_Esercizi_:
**1)** Elenca tutti i modi di intercettare i libri da leggere descritti nel testo sulle recensioni.
**2)** Trascrivi il passo del testo sulle recensioni che inizia con "In una recensione" e termina con "o apre domande?".

_Estratto_:
***
Stamani cercando un documento ho trovato un file a titolo “Recensioni” archiviato lì per sbaglio. Non ricordo quando l’ho scritto e a seguito di cosa, ma mi pare interessante per aprire nuove riflessioni su questo tema. Lo posto e aggiungo due link interessanti:
1) Un articolo che parla del fenomeno recensioni in tik tok, per me estremamente affascinante e tutto in mano ai ragazzi.
2) Un nuovo format di recensione che ho visto ieri pubblicato sulla pagina di Antonio Ferrara.
RECENSIONI, repost:
Provo a tirare due conti dal post di oggi.
Servono o non servono? Dipende da chi legge, da quel che cerca, da cosa chiede a una recensione.
Ognuno ha un modo proprio di intercettare libri da leggere: chi usa le recensioni per orientarsi, chi si orienta diversamente e non vuole alcun tipo di anticipazione, chi le cerca dopo aver letto il libro per ulteriori riflessioni e per vedere il testo attraverso altri sguardi.
Da questo punto di vista mi pare che la storia iniziale si possa ampliare di sguardo in sguardo, non necessariamente centrando la storia originaria ma usandola per andare verso altre storie, unioni di frammenti, di occhi, di immagini, di persone.
In una recensione vediamo coinvolto lo scrittore del libro, il libro al centro, il lettore che diventa scrittore a sua volta e si rivolge a una platea di altri lettori. A loro volta questi lettori di recensioni possono essere o diventare scrittori di recensioni. E tutti si guardano, come in un gioco di specchi.
Cosa c’è in gioco quando si osserva una recensione: l’ego del recensore. Di qui Emilio conia l’interessante nuovo format “Recensire il recensore”. Stupendo!
Chi scrive recensioni, da cosa è guidato? Quali sono i suoi bisogni e desideri, quali le sue domande, scrive risposte o apre domande?
La domanda più aperta di tutte mi pare ancora essere: “A chi servono le recensioni?”
Se servono a qualcuno ha sempre senso scriverle, foss’anche e solo al recensore che serve a sé stesso.
Rimane inteso che testi lunghi e recensioni elaborate paiono non essere il format di maggior richiamo. Per quel che mi riguarda mi fermo a leggere una recensione elaborata quando in me si è acceso interesse. In genere l’interesse me lo accende il libro, o il recensore che sa dirmi qualcosa che non saprei immaginare da sola o leggere in quarta di copertina. Qui inserisco nomina a recensioni eccellenti che sono veri e propri testi di studio, non di uso comune e veloce.
***
_Dati mostrati_:
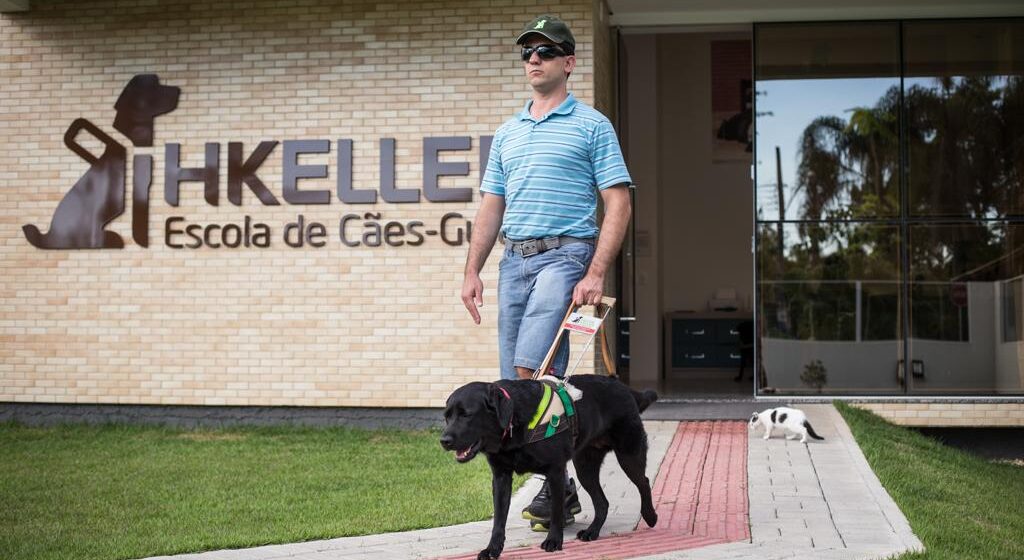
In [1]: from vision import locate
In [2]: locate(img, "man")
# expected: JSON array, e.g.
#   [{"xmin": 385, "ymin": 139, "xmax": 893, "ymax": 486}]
***
_Soluzioni_:
**1)**
- Usare le recensioni per orientarsi.
- Orientarsi diversamente, senza volere alcun tipo di anticipazione.
- Cercare le recensioni dopo aver letto il libro, per ulteriori riflessioni e per vedere il testo attraverso altri sguardi.

**2)**
In una recensione vediamo coinvolto lo scrittore del libro, il libro al centro, il lettore che diventa scrittore a sua volta e si rivolge a una platea di altri lettori. A loro volta questi lettori di recensioni possono essere o diventare scrittori di recensioni. E tutti si guardano, come in un gioco di specchi.
Cosa c’è in gioco quando si osserva una recensione: l’ego del recensore. Di qui Emilio conia l’interessante nuovo format “Recensire il recensore”. Stupendo!
Chi scrive recensioni, da cosa è guidato? Quali sono i suoi bisogni e desideri, quali le sue domande, scrive risposte o apre domande?